Copy the lines below exactly, starting with the first and finishing with the one holding "for green leaf."; do not copy the pictures.

╭──

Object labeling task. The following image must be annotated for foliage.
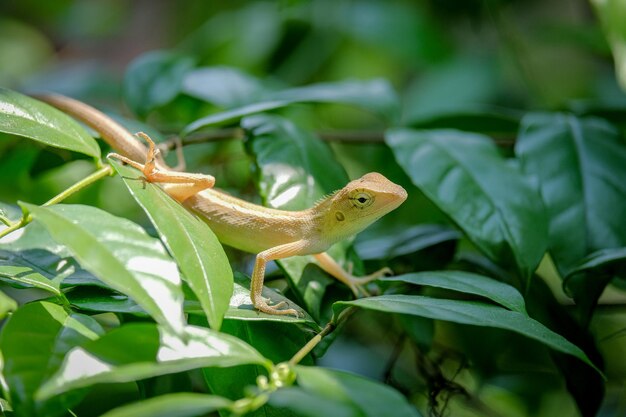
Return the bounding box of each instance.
[1,1,626,417]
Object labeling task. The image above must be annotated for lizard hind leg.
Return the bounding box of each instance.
[314,252,392,297]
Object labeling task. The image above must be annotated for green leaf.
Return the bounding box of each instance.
[244,114,351,314]
[0,289,17,318]
[354,224,460,260]
[384,271,527,313]
[278,366,423,417]
[67,275,319,328]
[516,114,626,320]
[0,301,102,416]
[269,388,357,417]
[182,79,399,134]
[112,161,233,331]
[0,249,62,295]
[386,128,547,283]
[566,247,626,278]
[24,203,187,335]
[245,114,349,210]
[0,88,100,158]
[334,295,602,375]
[592,0,626,91]
[123,51,195,117]
[265,79,399,121]
[516,114,626,274]
[99,393,232,417]
[36,323,270,400]
[182,66,266,108]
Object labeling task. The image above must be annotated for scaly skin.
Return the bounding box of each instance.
[37,94,408,316]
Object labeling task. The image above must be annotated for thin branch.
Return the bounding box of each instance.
[158,129,516,150]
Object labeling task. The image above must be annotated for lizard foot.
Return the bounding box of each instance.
[255,300,300,317]
[346,267,394,298]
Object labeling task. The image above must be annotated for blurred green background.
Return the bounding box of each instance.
[1,1,625,416]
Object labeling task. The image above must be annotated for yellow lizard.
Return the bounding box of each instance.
[37,94,408,316]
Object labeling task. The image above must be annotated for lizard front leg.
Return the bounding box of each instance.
[108,132,215,202]
[313,252,391,297]
[251,240,308,317]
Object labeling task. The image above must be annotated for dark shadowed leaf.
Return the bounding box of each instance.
[0,88,100,157]
[386,128,547,283]
[516,114,626,319]
[334,295,601,375]
[384,271,527,313]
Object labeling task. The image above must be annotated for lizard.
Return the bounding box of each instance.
[36,94,408,316]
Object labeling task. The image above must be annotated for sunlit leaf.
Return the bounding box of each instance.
[334,295,601,375]
[24,203,187,336]
[0,88,100,157]
[384,271,527,313]
[386,128,547,283]
[0,301,103,416]
[112,161,233,331]
[36,323,270,400]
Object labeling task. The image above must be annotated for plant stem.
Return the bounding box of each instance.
[0,165,114,240]
[288,307,356,365]
[159,129,516,151]
[43,165,113,206]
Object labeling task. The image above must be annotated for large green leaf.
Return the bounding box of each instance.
[182,66,267,108]
[384,271,527,313]
[0,88,100,158]
[516,114,626,274]
[182,79,399,133]
[112,161,233,331]
[592,0,626,91]
[269,366,422,417]
[36,323,270,399]
[334,295,601,375]
[386,128,547,283]
[99,393,232,417]
[24,204,187,335]
[354,224,460,260]
[243,114,352,314]
[123,51,195,117]
[516,114,626,320]
[0,301,103,417]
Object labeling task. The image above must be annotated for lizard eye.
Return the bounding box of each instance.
[350,191,374,208]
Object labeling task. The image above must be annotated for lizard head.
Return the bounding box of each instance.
[321,172,407,241]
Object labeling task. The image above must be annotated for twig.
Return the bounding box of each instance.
[158,129,516,150]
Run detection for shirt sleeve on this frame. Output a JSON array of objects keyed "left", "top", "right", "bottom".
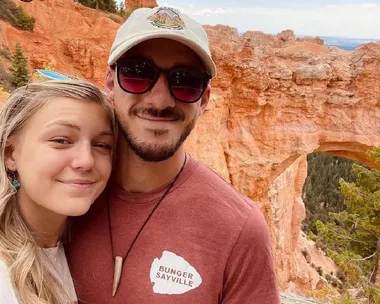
[
  {"left": 221, "top": 206, "right": 281, "bottom": 304},
  {"left": 0, "top": 261, "right": 19, "bottom": 304}
]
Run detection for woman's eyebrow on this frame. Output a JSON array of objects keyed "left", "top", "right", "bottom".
[
  {"left": 44, "top": 120, "right": 80, "bottom": 131},
  {"left": 44, "top": 120, "right": 113, "bottom": 137},
  {"left": 98, "top": 130, "right": 114, "bottom": 137}
]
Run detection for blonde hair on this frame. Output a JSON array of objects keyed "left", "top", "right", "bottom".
[{"left": 0, "top": 80, "right": 115, "bottom": 303}]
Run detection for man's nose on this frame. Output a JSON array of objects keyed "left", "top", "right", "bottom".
[{"left": 146, "top": 74, "right": 176, "bottom": 109}]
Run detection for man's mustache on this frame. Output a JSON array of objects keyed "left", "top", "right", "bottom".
[{"left": 133, "top": 107, "right": 185, "bottom": 121}]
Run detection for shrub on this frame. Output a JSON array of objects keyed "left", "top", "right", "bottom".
[
  {"left": 0, "top": 64, "right": 12, "bottom": 91},
  {"left": 336, "top": 270, "right": 346, "bottom": 283},
  {"left": 0, "top": 0, "right": 17, "bottom": 23},
  {"left": 332, "top": 293, "right": 357, "bottom": 304},
  {"left": 301, "top": 248, "right": 308, "bottom": 258},
  {"left": 0, "top": 0, "right": 35, "bottom": 31},
  {"left": 107, "top": 14, "right": 121, "bottom": 23},
  {"left": 15, "top": 7, "right": 35, "bottom": 31},
  {"left": 306, "top": 287, "right": 335, "bottom": 302},
  {"left": 307, "top": 231, "right": 317, "bottom": 241},
  {"left": 324, "top": 273, "right": 333, "bottom": 282},
  {"left": 0, "top": 47, "right": 11, "bottom": 60},
  {"left": 316, "top": 266, "right": 323, "bottom": 276}
]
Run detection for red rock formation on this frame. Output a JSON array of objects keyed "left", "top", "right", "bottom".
[
  {"left": 0, "top": 91, "right": 9, "bottom": 103},
  {"left": 187, "top": 26, "right": 380, "bottom": 291},
  {"left": 4, "top": 0, "right": 126, "bottom": 85},
  {"left": 125, "top": 0, "right": 157, "bottom": 10},
  {"left": 2, "top": 0, "right": 380, "bottom": 294}
]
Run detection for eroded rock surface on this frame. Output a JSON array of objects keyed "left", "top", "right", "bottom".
[{"left": 2, "top": 0, "right": 380, "bottom": 293}]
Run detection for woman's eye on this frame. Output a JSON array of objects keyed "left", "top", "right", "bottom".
[
  {"left": 50, "top": 138, "right": 70, "bottom": 145},
  {"left": 94, "top": 143, "right": 112, "bottom": 150}
]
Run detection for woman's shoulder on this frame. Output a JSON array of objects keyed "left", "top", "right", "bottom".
[
  {"left": 0, "top": 259, "right": 11, "bottom": 284},
  {"left": 0, "top": 259, "right": 19, "bottom": 303}
]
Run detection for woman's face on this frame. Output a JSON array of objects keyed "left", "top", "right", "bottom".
[{"left": 6, "top": 97, "right": 114, "bottom": 217}]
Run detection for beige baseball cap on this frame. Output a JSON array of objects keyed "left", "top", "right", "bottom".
[{"left": 108, "top": 7, "right": 216, "bottom": 77}]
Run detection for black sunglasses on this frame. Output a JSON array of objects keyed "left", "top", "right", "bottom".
[{"left": 116, "top": 58, "right": 211, "bottom": 103}]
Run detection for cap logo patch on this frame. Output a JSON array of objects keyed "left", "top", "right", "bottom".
[{"left": 148, "top": 7, "right": 185, "bottom": 30}]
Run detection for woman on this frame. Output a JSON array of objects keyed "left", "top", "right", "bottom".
[{"left": 0, "top": 80, "right": 115, "bottom": 303}]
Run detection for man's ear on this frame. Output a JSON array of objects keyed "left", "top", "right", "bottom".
[
  {"left": 4, "top": 142, "right": 17, "bottom": 172},
  {"left": 105, "top": 66, "right": 116, "bottom": 99},
  {"left": 199, "top": 84, "right": 211, "bottom": 115}
]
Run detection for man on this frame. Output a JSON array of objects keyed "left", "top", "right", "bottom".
[{"left": 66, "top": 6, "right": 280, "bottom": 304}]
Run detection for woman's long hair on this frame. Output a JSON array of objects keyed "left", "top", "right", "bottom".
[{"left": 0, "top": 80, "right": 115, "bottom": 303}]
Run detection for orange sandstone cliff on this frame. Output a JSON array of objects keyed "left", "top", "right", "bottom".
[
  {"left": 125, "top": 0, "right": 157, "bottom": 9},
  {"left": 188, "top": 26, "right": 380, "bottom": 291},
  {"left": 2, "top": 0, "right": 380, "bottom": 293}
]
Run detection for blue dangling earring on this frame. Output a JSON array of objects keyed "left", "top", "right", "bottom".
[{"left": 10, "top": 171, "right": 20, "bottom": 190}]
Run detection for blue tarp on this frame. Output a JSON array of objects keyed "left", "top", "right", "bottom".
[{"left": 35, "top": 69, "right": 70, "bottom": 80}]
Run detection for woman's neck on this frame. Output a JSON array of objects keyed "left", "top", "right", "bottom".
[{"left": 17, "top": 193, "right": 66, "bottom": 248}]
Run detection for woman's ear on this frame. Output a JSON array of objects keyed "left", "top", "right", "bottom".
[{"left": 4, "top": 141, "right": 17, "bottom": 171}]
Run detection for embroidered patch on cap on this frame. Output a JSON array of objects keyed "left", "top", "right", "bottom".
[
  {"left": 148, "top": 7, "right": 185, "bottom": 30},
  {"left": 150, "top": 251, "right": 202, "bottom": 295}
]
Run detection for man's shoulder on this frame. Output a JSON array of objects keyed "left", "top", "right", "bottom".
[
  {"left": 184, "top": 158, "right": 272, "bottom": 262},
  {"left": 185, "top": 157, "right": 263, "bottom": 221},
  {"left": 189, "top": 158, "right": 256, "bottom": 204}
]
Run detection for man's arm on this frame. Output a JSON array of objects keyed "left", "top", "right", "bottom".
[{"left": 222, "top": 206, "right": 281, "bottom": 304}]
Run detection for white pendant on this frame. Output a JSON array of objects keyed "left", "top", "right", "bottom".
[{"left": 112, "top": 256, "right": 123, "bottom": 296}]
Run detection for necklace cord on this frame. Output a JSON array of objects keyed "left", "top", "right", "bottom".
[{"left": 107, "top": 153, "right": 188, "bottom": 262}]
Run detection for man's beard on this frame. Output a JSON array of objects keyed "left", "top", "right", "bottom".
[{"left": 117, "top": 108, "right": 197, "bottom": 162}]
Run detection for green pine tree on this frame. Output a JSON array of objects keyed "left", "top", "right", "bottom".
[
  {"left": 10, "top": 42, "right": 29, "bottom": 88},
  {"left": 316, "top": 148, "right": 380, "bottom": 303},
  {"left": 302, "top": 153, "right": 357, "bottom": 235},
  {"left": 117, "top": 1, "right": 126, "bottom": 17},
  {"left": 78, "top": 0, "right": 118, "bottom": 13},
  {"left": 104, "top": 0, "right": 117, "bottom": 13},
  {"left": 77, "top": 0, "right": 96, "bottom": 9}
]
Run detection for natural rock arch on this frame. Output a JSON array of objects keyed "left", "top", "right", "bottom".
[{"left": 186, "top": 28, "right": 380, "bottom": 291}]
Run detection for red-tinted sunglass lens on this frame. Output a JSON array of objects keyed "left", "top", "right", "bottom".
[
  {"left": 119, "top": 77, "right": 152, "bottom": 93},
  {"left": 169, "top": 69, "right": 205, "bottom": 102},
  {"left": 171, "top": 86, "right": 203, "bottom": 102},
  {"left": 118, "top": 62, "right": 157, "bottom": 93}
]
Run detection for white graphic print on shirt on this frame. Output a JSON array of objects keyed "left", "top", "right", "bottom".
[{"left": 150, "top": 251, "right": 202, "bottom": 295}]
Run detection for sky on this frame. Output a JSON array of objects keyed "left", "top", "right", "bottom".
[{"left": 117, "top": 0, "right": 380, "bottom": 39}]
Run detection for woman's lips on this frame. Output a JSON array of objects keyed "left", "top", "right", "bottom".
[{"left": 59, "top": 180, "right": 95, "bottom": 189}]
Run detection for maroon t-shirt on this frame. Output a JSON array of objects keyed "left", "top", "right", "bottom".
[{"left": 66, "top": 156, "right": 280, "bottom": 303}]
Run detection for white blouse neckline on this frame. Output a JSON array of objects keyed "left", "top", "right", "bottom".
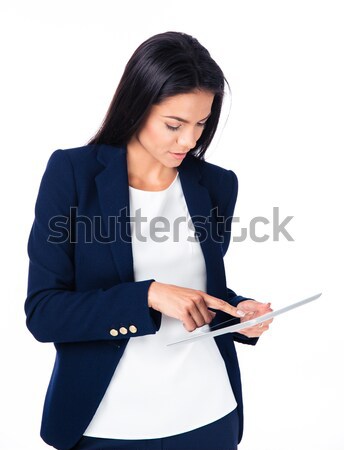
[{"left": 128, "top": 172, "right": 179, "bottom": 193}]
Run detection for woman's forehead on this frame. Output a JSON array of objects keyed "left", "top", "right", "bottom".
[{"left": 153, "top": 91, "right": 214, "bottom": 119}]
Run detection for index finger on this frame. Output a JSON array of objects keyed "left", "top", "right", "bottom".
[{"left": 202, "top": 292, "right": 246, "bottom": 318}]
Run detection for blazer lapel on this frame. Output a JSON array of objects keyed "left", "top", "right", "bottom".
[
  {"left": 95, "top": 145, "right": 134, "bottom": 283},
  {"left": 95, "top": 144, "right": 227, "bottom": 299},
  {"left": 178, "top": 155, "right": 227, "bottom": 298}
]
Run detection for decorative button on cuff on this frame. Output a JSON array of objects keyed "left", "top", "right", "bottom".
[{"left": 111, "top": 326, "right": 136, "bottom": 336}]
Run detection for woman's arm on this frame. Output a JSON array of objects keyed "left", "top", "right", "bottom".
[{"left": 25, "top": 150, "right": 161, "bottom": 344}]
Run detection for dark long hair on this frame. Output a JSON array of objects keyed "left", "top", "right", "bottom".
[{"left": 88, "top": 31, "right": 229, "bottom": 159}]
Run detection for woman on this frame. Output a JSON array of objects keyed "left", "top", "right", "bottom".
[{"left": 25, "top": 31, "right": 272, "bottom": 450}]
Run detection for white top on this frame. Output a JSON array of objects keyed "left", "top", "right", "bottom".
[{"left": 83, "top": 172, "right": 237, "bottom": 439}]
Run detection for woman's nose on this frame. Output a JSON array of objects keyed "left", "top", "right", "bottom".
[{"left": 177, "top": 129, "right": 197, "bottom": 149}]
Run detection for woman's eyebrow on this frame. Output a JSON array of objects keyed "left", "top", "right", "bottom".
[{"left": 161, "top": 112, "right": 211, "bottom": 123}]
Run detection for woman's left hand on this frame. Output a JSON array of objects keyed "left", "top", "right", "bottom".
[{"left": 237, "top": 300, "right": 273, "bottom": 338}]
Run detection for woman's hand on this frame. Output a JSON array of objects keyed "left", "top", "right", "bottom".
[
  {"left": 236, "top": 299, "right": 273, "bottom": 338},
  {"left": 148, "top": 282, "right": 246, "bottom": 332}
]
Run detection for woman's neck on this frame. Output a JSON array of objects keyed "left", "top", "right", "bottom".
[{"left": 126, "top": 141, "right": 177, "bottom": 191}]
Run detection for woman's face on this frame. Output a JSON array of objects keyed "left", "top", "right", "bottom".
[{"left": 128, "top": 89, "right": 215, "bottom": 168}]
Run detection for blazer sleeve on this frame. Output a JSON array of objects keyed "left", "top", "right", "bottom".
[
  {"left": 220, "top": 169, "right": 259, "bottom": 346},
  {"left": 24, "top": 150, "right": 162, "bottom": 344}
]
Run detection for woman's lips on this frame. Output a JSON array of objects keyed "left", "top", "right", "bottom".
[{"left": 169, "top": 152, "right": 187, "bottom": 160}]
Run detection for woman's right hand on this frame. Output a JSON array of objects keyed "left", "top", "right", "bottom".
[{"left": 147, "top": 281, "right": 246, "bottom": 332}]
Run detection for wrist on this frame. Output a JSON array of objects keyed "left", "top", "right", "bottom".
[{"left": 148, "top": 281, "right": 158, "bottom": 308}]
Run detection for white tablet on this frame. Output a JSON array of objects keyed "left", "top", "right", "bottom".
[{"left": 167, "top": 292, "right": 322, "bottom": 347}]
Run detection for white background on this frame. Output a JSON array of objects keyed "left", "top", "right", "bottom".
[{"left": 0, "top": 1, "right": 343, "bottom": 449}]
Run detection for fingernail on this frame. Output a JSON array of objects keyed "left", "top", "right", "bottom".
[{"left": 237, "top": 309, "right": 246, "bottom": 317}]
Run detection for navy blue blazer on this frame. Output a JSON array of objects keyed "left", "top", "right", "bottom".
[{"left": 25, "top": 144, "right": 258, "bottom": 450}]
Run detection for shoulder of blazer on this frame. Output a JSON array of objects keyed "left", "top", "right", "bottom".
[
  {"left": 184, "top": 153, "right": 239, "bottom": 207},
  {"left": 48, "top": 144, "right": 123, "bottom": 184},
  {"left": 186, "top": 153, "right": 238, "bottom": 189},
  {"left": 54, "top": 144, "right": 103, "bottom": 166}
]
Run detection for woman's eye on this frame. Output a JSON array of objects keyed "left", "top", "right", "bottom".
[
  {"left": 166, "top": 122, "right": 207, "bottom": 132},
  {"left": 166, "top": 124, "right": 180, "bottom": 132}
]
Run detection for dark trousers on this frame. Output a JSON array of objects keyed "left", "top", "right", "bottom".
[{"left": 71, "top": 408, "right": 239, "bottom": 450}]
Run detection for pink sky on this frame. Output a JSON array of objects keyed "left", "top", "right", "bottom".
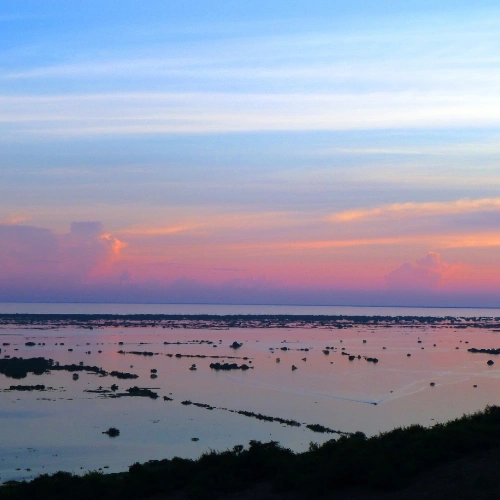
[
  {"left": 4, "top": 3, "right": 500, "bottom": 306},
  {"left": 3, "top": 197, "right": 500, "bottom": 306}
]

╰──

# Task output
Object labeling task. The following image must be annotated for foliage.
Return the bounding box of each instance.
[1,1,626,417]
Object labeling task. The image above must be annotated for lizard hind leg.
Return the bounding box of each instance.
[314,252,392,297]
Object labeling task. The image above must be annotated for green leaf.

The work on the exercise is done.